SUPPLIED DATA
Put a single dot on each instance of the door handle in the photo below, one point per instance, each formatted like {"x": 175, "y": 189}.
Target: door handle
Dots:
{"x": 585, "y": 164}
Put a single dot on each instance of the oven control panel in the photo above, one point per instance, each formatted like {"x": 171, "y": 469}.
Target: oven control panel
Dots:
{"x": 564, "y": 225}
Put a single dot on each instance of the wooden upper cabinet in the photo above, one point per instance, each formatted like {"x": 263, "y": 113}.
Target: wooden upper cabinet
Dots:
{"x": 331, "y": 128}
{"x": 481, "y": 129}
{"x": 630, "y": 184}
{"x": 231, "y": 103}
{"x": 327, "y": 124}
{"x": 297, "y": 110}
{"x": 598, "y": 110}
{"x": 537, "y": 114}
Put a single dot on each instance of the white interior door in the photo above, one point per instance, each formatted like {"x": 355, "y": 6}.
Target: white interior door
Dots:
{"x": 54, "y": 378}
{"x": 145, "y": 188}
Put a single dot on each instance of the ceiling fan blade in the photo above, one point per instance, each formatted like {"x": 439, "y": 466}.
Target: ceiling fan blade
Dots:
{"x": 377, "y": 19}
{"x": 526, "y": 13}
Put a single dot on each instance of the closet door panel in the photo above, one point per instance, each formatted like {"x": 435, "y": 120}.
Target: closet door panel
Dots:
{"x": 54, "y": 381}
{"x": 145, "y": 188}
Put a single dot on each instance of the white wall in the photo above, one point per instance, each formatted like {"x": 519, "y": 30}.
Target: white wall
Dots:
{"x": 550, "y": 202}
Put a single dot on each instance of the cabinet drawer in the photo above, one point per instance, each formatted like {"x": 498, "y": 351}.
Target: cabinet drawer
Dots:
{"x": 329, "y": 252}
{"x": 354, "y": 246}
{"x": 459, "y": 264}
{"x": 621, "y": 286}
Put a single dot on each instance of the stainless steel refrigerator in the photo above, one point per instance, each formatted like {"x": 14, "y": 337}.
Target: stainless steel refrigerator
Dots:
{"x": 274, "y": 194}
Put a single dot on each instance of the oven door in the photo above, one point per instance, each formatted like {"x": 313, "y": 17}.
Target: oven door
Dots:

* * *

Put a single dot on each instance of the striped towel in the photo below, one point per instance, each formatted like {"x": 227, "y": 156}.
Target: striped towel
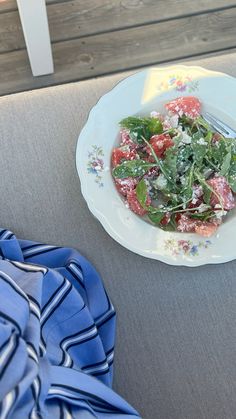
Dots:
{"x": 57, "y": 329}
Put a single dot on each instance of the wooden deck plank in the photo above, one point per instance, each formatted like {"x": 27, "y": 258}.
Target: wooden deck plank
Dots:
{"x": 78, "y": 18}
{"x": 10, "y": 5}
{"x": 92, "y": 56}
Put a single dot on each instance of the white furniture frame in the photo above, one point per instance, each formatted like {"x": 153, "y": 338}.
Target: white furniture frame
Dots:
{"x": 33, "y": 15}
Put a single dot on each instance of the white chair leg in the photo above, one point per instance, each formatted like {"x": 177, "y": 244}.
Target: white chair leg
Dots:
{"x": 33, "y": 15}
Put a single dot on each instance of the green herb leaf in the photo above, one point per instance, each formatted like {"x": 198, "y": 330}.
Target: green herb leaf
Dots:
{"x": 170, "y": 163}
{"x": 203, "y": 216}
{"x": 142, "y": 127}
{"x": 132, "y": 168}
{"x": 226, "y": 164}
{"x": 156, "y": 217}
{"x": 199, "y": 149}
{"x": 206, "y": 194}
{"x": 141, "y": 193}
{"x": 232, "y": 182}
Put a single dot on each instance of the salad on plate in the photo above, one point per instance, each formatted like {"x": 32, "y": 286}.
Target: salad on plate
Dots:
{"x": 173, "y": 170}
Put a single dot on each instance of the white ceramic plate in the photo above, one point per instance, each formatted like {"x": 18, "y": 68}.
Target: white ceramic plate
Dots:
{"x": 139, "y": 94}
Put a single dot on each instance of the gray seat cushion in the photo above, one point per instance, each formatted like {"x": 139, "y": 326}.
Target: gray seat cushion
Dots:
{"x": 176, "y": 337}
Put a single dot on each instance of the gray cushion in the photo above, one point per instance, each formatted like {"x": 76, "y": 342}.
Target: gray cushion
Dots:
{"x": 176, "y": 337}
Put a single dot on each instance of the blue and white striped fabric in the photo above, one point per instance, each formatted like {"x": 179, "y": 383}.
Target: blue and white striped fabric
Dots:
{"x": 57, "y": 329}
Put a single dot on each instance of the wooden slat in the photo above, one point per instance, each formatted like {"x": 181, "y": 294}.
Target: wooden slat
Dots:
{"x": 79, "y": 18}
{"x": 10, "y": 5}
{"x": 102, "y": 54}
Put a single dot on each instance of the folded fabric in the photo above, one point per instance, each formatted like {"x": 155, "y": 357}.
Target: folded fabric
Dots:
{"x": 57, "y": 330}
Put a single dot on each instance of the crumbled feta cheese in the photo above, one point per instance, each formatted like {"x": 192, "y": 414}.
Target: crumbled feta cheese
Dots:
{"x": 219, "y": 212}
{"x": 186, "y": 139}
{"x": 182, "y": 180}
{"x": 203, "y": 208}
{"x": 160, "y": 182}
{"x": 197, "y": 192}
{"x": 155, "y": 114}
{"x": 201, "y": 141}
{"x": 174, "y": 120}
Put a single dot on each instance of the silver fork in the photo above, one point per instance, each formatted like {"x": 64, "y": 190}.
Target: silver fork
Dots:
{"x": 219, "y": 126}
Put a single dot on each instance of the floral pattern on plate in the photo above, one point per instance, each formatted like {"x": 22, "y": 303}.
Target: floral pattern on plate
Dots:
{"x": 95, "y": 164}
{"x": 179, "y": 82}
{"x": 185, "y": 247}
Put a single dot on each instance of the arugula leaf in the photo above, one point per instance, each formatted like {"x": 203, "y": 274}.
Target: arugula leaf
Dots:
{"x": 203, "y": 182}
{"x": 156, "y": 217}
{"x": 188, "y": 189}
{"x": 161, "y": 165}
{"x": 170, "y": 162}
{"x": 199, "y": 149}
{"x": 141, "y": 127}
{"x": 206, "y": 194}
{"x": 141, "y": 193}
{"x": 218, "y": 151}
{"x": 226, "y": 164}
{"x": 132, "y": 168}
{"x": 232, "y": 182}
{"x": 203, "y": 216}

INSTRUCTIONS FOR THE TASK
Everything starting at the line containing "Put a single dot on each instance of the cabinet" and ending at the line containing "Put a single dot on each instance of the stainless" in the records above should be repeated exactly, and only that.

ANSWER
Put a single dot on each instance of the cabinet drawer in the photo above, one point per instance, each formatted like {"x": 498, "y": 351}.
Target: cabinet drawer
Dots:
{"x": 329, "y": 252}
{"x": 354, "y": 246}
{"x": 459, "y": 264}
{"x": 621, "y": 286}
Put a single dot on each instance of the stainless steel refrigerator in the photo above, one point per instance, each formatted like {"x": 14, "y": 337}.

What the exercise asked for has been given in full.